____ Information given
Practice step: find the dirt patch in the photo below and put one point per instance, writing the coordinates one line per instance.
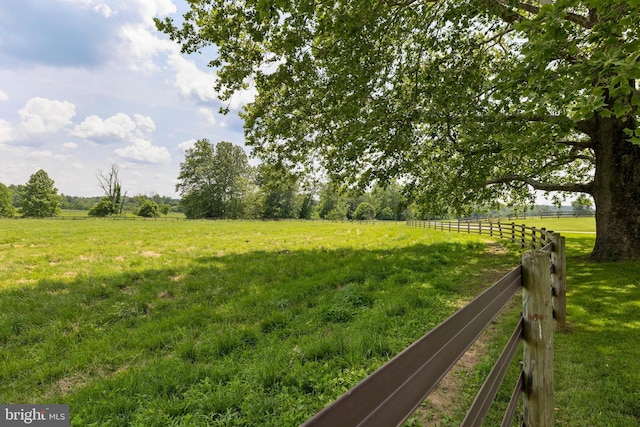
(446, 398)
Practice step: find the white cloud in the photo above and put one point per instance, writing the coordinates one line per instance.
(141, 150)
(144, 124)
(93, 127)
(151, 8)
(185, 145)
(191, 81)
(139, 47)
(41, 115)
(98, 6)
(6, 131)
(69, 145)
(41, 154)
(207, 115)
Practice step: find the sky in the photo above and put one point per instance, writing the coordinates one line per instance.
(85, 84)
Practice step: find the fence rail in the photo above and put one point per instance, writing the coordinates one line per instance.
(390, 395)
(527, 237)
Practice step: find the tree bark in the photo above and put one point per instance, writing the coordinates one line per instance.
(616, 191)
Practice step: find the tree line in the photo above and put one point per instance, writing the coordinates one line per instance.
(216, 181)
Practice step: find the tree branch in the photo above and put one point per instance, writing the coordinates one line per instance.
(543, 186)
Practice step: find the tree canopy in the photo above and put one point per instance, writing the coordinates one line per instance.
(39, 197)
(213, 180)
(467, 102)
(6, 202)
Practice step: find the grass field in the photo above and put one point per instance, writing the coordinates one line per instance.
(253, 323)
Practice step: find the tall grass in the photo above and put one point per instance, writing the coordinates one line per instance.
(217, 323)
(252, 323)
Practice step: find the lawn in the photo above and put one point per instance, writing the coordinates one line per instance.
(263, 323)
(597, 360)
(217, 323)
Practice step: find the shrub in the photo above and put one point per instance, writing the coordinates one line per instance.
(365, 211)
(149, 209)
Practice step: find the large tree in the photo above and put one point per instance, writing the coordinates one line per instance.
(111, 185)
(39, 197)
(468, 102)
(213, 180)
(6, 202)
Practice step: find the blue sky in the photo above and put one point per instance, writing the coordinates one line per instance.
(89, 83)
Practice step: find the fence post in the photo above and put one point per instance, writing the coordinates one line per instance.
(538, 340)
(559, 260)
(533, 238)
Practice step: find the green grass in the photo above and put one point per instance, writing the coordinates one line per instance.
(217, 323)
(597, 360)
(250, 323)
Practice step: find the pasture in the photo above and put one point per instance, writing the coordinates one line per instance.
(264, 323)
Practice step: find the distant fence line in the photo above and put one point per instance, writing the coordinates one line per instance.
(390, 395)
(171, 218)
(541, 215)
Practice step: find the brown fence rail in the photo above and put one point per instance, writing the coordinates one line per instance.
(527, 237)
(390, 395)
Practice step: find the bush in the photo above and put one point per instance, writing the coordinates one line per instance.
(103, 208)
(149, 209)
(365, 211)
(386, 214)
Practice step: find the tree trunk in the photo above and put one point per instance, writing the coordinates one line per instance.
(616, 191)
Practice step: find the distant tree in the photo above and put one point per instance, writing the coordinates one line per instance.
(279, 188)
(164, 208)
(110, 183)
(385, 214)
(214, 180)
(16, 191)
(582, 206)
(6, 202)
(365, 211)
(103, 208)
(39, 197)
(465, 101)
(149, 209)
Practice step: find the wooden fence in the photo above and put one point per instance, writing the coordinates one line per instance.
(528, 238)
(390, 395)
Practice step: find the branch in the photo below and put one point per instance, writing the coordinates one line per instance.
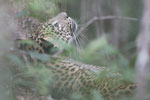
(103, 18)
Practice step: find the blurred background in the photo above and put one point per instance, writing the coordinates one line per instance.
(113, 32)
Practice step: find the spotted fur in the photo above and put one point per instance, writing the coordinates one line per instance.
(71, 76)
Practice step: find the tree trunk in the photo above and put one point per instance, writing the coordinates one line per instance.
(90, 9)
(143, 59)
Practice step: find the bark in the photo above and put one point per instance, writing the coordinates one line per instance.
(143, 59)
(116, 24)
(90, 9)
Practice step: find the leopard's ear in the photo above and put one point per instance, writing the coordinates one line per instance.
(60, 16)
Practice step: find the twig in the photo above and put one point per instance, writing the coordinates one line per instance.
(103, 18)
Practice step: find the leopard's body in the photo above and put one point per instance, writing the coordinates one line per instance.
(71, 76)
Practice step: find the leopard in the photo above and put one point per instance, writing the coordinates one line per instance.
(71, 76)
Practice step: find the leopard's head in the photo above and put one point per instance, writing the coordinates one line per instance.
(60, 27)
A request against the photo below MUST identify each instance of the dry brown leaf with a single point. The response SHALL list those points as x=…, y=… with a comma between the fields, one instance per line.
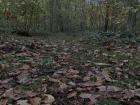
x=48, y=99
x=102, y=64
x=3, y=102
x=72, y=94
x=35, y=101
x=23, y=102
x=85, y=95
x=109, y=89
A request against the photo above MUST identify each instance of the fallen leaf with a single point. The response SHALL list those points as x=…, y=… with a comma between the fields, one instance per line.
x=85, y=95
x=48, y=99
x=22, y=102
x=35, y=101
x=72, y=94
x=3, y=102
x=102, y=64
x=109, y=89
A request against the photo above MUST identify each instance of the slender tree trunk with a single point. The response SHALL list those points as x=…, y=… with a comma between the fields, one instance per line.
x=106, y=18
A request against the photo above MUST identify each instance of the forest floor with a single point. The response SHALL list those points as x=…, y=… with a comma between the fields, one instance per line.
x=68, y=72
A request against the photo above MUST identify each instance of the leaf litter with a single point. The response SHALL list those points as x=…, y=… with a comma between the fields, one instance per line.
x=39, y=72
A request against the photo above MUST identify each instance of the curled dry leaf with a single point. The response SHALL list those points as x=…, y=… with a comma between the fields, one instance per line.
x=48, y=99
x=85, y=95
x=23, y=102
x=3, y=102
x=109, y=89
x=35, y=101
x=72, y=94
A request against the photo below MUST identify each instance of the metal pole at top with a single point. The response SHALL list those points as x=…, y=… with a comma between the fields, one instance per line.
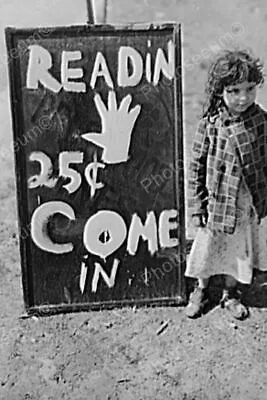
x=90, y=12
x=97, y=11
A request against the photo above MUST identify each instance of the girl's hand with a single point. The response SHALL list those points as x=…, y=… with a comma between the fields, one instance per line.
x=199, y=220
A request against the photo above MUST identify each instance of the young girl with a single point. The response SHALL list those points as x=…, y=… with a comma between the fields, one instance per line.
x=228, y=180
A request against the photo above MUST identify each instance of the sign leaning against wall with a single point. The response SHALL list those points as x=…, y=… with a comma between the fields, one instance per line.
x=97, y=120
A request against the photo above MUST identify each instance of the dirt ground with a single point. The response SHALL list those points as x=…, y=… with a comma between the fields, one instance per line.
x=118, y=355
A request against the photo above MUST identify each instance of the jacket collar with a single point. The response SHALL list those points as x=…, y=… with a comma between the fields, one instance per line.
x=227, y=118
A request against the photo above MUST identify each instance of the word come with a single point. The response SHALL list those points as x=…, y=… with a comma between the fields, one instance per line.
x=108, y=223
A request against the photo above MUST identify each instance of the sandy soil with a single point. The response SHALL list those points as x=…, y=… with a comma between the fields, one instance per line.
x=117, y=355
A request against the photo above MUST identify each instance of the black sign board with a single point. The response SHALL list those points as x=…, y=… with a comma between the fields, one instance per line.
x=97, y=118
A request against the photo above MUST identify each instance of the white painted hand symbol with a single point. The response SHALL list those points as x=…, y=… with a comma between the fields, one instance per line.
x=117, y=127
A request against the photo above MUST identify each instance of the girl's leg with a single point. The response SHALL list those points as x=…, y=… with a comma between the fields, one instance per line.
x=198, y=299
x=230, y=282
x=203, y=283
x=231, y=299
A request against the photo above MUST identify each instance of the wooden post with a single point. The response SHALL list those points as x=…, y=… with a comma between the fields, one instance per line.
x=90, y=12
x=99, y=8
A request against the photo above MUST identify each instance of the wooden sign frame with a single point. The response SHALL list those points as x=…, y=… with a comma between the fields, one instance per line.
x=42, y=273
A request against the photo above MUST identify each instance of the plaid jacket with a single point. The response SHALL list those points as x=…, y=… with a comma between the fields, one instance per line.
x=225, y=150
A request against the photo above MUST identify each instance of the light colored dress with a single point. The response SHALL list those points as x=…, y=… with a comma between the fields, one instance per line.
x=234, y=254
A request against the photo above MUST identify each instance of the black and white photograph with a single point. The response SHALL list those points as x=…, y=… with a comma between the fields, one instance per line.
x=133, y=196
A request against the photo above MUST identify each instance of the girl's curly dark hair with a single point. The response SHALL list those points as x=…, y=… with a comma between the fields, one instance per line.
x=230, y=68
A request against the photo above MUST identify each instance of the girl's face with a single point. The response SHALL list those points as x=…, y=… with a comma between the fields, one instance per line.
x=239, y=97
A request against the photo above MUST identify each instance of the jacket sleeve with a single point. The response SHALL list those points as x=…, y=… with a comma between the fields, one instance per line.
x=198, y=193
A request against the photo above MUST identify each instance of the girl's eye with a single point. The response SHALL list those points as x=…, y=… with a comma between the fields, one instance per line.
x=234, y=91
________
Quote the part of the entries that opens with the line containing "the black sign" and closes with the line containing "x=231, y=299", including both of those lines.

A request against the photo above MUST identify each instance of the black sign board with a single point. The response SHALL list those points as x=…, y=… with a comma between the fields, one instance per line.
x=97, y=118
A request against the photo above MUST identify each instance of the white painted hand symbol with a single point. The response SHALL list those points as x=…, y=… with a comma between the fields, one instance per line.
x=117, y=127
A request against the photo above MUST identify each instance of the girl's leg with a single point. The response SHALL list those points as x=…, y=… with a comma between the fields, one instance per line.
x=198, y=299
x=230, y=282
x=203, y=283
x=231, y=299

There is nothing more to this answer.